*Consigne A*: Recopiez intégralement les entrées, de la ligne contenant « of the white » jusqu'à la fin des entrées, bornes comprises, en décalant de -141 chaque coordonnée de point dans les réponses. Laissez les modèles de format inchangés.
*Consigne B*: Reprenez le texte sur l'organisation des Coordinations Régionales du MAK à partir de l'endroit où il s'arrête.

*Extrait à lire*:
**********

Les manquements à la discipline seront sanctionnés selon la gravité des faits. Cela va d’un simple avertissement verbal, à un avertissement écrit, puis à un blâme, voire une suspension temporaire. En cas de faits très graves, l’exclusion est prononcée par un conseil de discipline ad-hoc, composé de cinq membres élus par la Coordination Régionale dont trois parmi sa base militante.

Il y aura quatre (04) Coordinations Régionales (CR) : La 1ère Coordination Régionale (CR N° 1) sera composée de la Kabylie de l’Est (Vgayet, Jijel et Sétif). La Deuxième Coordination (CR N° 2) sera celle du Sud (Aqvu, Bordj-Bou Arréridj et Tuvirett). La CR N° 3 sera celle de l’Ouest (Tizi-Wezzu, Vumerdas), et la 4e est celle de la diaspora. Ces structures s’organisent en coordinations sous-régionales adaptées à l’efficacité du terrain. Elles sont libres de délimiter leurs sous-ensembles et leurs cellules de base, après avoir établi un état des lieux du Mouvement (nombre de militants, de sympathisants, de cotisants, de moyens matériels et financiers…).

Leur mission est d’assurer en permanence la présence du MAK sur le terrain en entreprenant le maximum d’actions possibles par semaine, voire par jour, dans leurs nombreuses localités. Cela consiste en la mobilisation quotidienne de la population en faveur du droit du peuple kabyle à son indépendance. Cela va de la diffusion d’une information, d’une instruction ou d’un mot d’ordre du MAK et/ou de l’Anavad, d’une visite d’un responsable dans un village, une ville ou un quartier, à l’organisation d’une prise de parole, un meeting, un débat, un soutien à un militant convoqué par les corps de répression coloniaux, une grève ou une protestation contre tout ce qui incarne l’Etat colonial algérien… Il y a lieu aussi d’inciter la population à arborer sur le maximum d’habitations des drapeaux kabyles et de refuser la visite des autorités coloniales chez nous.

**********

*Données extraites*:
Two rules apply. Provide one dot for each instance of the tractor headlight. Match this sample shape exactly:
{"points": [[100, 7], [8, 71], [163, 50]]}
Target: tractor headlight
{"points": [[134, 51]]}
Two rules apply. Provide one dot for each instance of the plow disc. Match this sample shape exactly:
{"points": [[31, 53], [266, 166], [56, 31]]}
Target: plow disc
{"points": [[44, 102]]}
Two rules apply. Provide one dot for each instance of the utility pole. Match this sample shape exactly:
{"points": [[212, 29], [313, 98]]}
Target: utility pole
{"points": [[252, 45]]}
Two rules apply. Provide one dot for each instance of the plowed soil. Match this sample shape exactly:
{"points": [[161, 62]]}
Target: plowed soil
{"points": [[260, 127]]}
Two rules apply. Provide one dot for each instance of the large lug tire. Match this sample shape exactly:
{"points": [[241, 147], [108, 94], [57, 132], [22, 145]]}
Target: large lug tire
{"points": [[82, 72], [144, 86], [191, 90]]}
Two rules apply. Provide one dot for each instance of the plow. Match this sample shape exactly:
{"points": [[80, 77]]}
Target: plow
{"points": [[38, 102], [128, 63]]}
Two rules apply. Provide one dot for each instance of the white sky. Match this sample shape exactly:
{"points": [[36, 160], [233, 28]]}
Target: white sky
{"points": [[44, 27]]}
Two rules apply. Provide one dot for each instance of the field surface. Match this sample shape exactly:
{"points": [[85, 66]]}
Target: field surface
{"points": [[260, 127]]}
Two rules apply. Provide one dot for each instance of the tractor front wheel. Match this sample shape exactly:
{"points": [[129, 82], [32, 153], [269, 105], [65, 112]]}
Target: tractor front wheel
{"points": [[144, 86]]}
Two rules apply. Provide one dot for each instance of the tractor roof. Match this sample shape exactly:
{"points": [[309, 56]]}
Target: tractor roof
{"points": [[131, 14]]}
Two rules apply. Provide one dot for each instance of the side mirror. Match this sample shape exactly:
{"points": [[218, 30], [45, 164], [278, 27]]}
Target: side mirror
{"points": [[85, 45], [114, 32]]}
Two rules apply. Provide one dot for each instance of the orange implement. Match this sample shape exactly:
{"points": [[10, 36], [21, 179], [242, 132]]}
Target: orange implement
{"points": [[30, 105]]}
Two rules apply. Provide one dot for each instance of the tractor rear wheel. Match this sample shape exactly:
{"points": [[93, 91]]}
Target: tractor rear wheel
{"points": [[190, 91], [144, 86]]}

**********

*Réponse attendue A*:
Two rules apply. Provide one dot for each instance of the white sky. Match this sample shape exactly:
{"points": [[36, 160], [233, 28]]}
Target: white sky
{"points": [[-97, -114]]}
Two rules apply. Provide one dot for each instance of the field surface. Match this sample shape exactly:
{"points": [[85, 66]]}
Target: field surface
{"points": [[119, -14]]}
Two rules apply. Provide one dot for each instance of the tractor front wheel. Match this sample shape exactly:
{"points": [[129, 82], [32, 153], [269, 105], [65, 112]]}
Target: tractor front wheel
{"points": [[3, -55]]}
Two rules apply. Provide one dot for each instance of the tractor roof. Match this sample shape exactly:
{"points": [[309, 56]]}
Target: tractor roof
{"points": [[-10, -127]]}
Two rules apply. Provide one dot for each instance of the side mirror. Match this sample shape exactly:
{"points": [[218, 30], [45, 164], [278, 27]]}
Target: side mirror
{"points": [[-56, -96], [-27, -109]]}
Two rules apply. Provide one dot for each instance of the orange implement. Match this sample shape exactly:
{"points": [[10, 36], [21, 179], [242, 132]]}
Target: orange implement
{"points": [[-111, -36]]}
Two rules apply. Provide one dot for each instance of the tractor rear wheel. Match this sample shape exactly:
{"points": [[93, 91]]}
Target: tractor rear wheel
{"points": [[49, -50], [3, -55]]}

*Réponse attendue B*:
Ces coordinations sont des instances transitoires jusqu’au Congrès extraordinaire qui statuera sur leur viabilité.

Chacune d’elles fait un compte-rendu hebdomadaire de son action au Comité de Coordination National et à l’Anavad. Elle établit son programme d’action, rédige les communiqués et tient à jour ses tableaux de bord (effectifs, cotisations, cibles d’actions politiques…)

L’autonomie d’action et de décision dont seront dotées ces structures vise à créer une émulation entre elles. Cependant, des actions concertées et coordonnées sont impératives et ont donc besoin d’un organe qui leur soit propre. Ce sera le Comité National de Coordination (CNC).

Le CNC sera composé des présidents de coordination et du président du Conseil d’Evaluation et de Contrôle (CEC). Sa présidence sera tournante, à raison de trois mois par mandat au début, avant de passer à un an après le congrès extraordinaire. Elles doivent se réunir au moins une fois par mois, et autant de fois que cela est nécessaire en cas de besoin.

L’organe d’évaluation général est le CEC.

Le Conseil d’Évaluation et de Contrôle est l’instance souveraine du MAK entre deux congrès. Il palliera l’absence de Conseil National que le Congrès d’At Zellal n’a pas pu élire. C’est une structure indispensable pour évaluer l’action générale des trois coordinations régionales. Il aura pour mission de délibérer sur des questions d’importance stratégiques, organiques et financières de l’ensemble du Mouvement. Je charge M. Mebarki et Mohand Ouamar Hachim de consulter les coordinations régionales afin de me proposer une liste de cadres, dévoués et compétents, candidats aux postes à pourvoir. Les responsables des coordinations sont invités à collaborer avec lui et à lui fournir les noms des cadres méritant de siéger au sein de cette instance jusqu’au congrès extraordinaire.

Chaque ministre de l’Anavad nommera parmi les membres des différentes instances du MAK son correspondant sur le terrain.

Le président de l’Anavad continue ses consultations internes, en concertation avec le premier ministre et le ministre des institutions pour la nomination des présidents des coordinations régionales. Ainsi, en termes de hiérarchie, il y a primauté de ces derniers sur les correspondants ministériels. Théoriquement, il n’y aura donc pas de conflit d’autorité au sein de ces instances.

Le Congrès extraordinaire est à envisager au plus tôt dans un an, voire 18 mois. Il faudra d’abord re-stabiliser le MAK, remettre tous les militants sur le terrain avant d’aller vers un congrès.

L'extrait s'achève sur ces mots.